*** Begin section ***
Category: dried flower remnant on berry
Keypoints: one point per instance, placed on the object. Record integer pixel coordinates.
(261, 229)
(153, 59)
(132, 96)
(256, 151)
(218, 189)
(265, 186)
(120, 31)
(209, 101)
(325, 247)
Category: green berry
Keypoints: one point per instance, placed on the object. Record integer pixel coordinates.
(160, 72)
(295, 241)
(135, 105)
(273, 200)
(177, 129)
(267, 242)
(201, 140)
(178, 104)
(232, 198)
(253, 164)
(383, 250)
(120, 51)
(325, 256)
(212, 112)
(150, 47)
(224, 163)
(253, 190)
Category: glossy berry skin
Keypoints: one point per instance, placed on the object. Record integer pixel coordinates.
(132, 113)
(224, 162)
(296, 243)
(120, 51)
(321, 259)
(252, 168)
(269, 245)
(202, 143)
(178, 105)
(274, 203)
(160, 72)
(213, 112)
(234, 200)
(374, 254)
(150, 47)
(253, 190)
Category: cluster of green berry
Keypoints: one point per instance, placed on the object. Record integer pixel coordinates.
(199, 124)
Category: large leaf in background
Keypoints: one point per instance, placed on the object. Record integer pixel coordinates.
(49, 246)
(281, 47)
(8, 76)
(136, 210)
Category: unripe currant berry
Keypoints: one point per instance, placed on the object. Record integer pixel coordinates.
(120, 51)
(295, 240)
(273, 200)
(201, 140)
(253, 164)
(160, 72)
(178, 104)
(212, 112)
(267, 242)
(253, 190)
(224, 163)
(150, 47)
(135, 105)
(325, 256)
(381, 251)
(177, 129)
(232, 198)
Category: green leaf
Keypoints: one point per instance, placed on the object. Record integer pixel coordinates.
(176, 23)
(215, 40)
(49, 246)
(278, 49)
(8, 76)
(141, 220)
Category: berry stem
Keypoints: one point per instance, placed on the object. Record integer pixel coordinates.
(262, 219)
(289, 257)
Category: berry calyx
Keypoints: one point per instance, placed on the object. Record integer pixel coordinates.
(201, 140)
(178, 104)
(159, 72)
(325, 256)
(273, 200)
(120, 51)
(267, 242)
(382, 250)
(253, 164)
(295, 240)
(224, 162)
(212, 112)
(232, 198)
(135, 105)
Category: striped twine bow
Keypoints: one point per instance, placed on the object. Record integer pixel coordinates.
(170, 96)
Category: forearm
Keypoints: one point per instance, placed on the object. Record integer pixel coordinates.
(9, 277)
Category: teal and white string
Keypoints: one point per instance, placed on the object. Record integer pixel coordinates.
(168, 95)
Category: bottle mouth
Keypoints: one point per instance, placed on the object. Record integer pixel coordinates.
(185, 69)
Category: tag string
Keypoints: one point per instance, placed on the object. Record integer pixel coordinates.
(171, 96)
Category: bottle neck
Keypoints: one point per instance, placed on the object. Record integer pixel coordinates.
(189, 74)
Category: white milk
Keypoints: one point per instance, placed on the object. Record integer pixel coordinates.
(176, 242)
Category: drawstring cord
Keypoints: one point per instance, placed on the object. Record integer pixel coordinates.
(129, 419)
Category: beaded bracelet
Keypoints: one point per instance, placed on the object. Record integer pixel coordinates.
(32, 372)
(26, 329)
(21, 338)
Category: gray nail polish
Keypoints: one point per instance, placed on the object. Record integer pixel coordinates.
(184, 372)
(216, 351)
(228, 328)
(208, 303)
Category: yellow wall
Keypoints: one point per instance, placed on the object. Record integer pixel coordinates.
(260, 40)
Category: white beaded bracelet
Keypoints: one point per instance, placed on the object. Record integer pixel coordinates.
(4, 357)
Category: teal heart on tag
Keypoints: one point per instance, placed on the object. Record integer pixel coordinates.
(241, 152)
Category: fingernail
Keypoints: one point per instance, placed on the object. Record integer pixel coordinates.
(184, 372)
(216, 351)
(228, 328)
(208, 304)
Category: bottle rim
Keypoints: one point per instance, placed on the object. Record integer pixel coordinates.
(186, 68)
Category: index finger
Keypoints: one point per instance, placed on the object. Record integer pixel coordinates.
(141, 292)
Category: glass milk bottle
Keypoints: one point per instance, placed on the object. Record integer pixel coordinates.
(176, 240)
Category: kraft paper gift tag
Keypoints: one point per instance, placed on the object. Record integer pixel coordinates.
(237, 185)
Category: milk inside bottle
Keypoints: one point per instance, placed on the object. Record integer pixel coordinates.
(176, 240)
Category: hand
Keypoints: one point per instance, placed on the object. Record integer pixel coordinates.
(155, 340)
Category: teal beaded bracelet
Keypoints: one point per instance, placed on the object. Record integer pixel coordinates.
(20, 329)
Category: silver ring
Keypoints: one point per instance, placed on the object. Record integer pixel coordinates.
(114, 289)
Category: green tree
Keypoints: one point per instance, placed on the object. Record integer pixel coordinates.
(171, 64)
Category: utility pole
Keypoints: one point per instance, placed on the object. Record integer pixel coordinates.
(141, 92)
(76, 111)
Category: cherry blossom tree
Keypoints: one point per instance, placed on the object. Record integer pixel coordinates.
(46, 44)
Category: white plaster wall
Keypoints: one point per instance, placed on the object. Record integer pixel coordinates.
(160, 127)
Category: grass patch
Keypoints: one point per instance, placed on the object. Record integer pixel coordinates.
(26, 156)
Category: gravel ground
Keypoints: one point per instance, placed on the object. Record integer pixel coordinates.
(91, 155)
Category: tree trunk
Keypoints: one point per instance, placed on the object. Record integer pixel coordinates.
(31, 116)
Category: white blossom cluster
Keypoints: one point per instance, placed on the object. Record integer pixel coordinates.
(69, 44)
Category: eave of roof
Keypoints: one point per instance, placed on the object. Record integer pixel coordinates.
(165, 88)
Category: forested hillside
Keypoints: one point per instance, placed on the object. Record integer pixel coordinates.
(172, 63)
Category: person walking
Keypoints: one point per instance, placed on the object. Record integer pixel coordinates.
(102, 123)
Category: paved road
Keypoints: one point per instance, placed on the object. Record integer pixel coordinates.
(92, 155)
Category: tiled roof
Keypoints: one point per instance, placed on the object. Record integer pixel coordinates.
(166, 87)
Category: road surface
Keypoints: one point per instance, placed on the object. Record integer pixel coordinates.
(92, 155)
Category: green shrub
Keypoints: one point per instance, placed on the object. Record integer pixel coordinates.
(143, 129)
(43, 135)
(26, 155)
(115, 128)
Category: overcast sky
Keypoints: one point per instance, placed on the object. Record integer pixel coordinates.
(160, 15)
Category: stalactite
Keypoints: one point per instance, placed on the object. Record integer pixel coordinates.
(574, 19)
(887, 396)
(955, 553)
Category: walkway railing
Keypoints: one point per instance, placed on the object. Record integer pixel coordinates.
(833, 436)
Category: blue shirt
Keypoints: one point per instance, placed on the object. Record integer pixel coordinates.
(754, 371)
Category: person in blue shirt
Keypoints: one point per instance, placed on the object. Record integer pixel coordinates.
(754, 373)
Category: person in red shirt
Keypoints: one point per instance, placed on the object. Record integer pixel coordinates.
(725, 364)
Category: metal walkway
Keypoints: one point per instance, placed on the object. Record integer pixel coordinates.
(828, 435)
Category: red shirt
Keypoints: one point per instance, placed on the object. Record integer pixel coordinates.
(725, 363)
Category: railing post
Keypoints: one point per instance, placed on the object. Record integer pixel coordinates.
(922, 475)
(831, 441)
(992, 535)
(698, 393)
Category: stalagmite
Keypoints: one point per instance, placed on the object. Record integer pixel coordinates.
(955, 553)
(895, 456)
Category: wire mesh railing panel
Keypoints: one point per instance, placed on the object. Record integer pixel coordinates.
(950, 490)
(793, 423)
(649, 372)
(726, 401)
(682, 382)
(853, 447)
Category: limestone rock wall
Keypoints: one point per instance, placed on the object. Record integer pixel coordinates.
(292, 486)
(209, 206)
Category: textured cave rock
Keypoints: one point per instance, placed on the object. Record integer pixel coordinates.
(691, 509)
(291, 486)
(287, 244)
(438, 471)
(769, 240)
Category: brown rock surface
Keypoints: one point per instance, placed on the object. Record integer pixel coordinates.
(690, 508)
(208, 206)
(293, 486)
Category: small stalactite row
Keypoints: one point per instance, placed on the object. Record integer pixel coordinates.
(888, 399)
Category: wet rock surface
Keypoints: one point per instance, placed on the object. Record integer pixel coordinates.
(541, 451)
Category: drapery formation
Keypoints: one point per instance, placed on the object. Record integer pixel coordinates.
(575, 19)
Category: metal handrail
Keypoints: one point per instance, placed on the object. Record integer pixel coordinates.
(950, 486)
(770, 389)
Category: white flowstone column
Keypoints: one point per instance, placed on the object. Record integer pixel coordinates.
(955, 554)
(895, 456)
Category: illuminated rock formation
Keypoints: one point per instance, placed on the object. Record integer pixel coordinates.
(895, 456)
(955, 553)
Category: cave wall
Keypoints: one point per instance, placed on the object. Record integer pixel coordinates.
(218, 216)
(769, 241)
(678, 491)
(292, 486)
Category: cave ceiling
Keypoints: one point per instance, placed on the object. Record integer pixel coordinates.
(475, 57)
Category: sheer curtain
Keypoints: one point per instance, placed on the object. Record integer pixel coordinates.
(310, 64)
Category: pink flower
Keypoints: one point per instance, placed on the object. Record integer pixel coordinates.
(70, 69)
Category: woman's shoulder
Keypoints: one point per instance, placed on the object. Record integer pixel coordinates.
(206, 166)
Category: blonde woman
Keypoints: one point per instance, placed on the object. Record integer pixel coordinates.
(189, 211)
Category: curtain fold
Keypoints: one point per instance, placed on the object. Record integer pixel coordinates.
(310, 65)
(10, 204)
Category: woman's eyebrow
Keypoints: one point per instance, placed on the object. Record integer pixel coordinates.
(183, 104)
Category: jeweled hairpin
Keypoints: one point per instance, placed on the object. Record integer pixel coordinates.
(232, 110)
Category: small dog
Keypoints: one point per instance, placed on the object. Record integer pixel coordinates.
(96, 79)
*** End section ***
◆ What to work on ◆
The required answer is the run of lines above, starting at the line with "Category: cherry blossom tree" and ending at the line with "Category: gravel ground", reproduced exactly with both ends.

◆ Reply to the task ◆
Category: cherry blossom tree
Keypoints: one point per instance, placed on the object. Record integer pixel coordinates.
(46, 44)
Category: white plaster wall
Keypoints: one point per instance, placed on the object. Record integer pixel coordinates.
(160, 127)
Category: grass patch
Keypoints: one point per instance, placed on the object. Record integer pixel coordinates.
(26, 156)
Category: gravel ground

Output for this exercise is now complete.